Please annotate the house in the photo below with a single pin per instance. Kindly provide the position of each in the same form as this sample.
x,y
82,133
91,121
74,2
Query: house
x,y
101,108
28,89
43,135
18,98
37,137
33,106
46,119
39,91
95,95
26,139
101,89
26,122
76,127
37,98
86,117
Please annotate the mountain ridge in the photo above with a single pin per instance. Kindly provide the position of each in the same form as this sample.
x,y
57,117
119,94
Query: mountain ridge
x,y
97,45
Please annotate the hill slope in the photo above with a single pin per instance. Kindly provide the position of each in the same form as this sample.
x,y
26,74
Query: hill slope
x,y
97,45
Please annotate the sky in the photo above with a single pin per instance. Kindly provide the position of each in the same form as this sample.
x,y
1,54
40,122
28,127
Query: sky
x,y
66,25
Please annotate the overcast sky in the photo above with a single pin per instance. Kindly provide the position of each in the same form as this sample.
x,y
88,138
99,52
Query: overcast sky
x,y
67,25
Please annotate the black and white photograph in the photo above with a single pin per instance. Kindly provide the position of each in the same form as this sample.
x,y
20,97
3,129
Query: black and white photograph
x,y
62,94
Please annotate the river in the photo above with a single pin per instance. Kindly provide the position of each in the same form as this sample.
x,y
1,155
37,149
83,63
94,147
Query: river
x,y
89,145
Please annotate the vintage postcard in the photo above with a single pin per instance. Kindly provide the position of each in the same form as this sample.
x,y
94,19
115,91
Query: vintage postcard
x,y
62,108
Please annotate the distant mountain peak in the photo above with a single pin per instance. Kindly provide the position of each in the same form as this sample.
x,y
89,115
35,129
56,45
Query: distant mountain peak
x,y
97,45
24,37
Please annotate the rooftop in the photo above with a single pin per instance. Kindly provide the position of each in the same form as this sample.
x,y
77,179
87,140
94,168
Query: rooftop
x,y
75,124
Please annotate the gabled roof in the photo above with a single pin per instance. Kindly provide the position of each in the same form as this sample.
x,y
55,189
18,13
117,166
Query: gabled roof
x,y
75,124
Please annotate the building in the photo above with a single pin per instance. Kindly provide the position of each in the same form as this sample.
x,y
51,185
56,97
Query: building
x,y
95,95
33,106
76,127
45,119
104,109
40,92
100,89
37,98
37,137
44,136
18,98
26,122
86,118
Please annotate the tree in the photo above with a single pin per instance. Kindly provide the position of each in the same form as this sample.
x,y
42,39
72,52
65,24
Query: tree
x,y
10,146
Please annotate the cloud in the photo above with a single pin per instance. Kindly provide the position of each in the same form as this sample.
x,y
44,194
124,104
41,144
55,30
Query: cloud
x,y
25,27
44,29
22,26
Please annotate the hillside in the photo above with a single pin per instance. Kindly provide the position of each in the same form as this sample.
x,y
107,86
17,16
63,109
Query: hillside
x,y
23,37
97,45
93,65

--

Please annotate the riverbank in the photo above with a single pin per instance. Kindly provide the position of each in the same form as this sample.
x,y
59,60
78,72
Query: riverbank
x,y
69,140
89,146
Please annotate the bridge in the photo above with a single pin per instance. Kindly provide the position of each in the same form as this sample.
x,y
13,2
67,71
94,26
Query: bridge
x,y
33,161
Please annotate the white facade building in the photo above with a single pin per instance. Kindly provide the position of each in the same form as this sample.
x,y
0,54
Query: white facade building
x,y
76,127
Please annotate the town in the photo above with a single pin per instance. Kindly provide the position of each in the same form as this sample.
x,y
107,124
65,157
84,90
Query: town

...

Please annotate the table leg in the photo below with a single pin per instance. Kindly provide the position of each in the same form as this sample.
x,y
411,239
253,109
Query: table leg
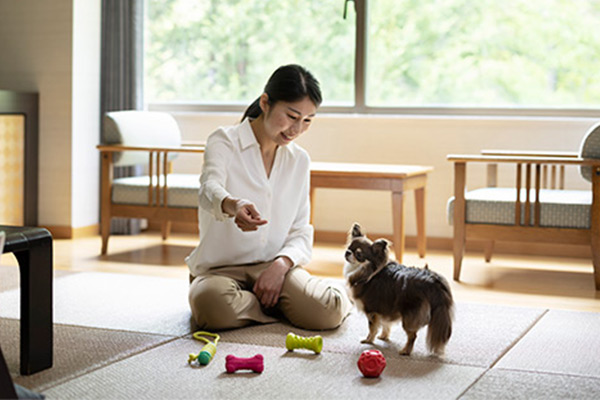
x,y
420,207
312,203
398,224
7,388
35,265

_Goal_
Show each line above that contains the word "table", copied in full.

_Response to this task_
Please annotate the table leg in the photo below with a single pin per instance. Kindly provide the position of each in the same form as this sample.
Query: table leg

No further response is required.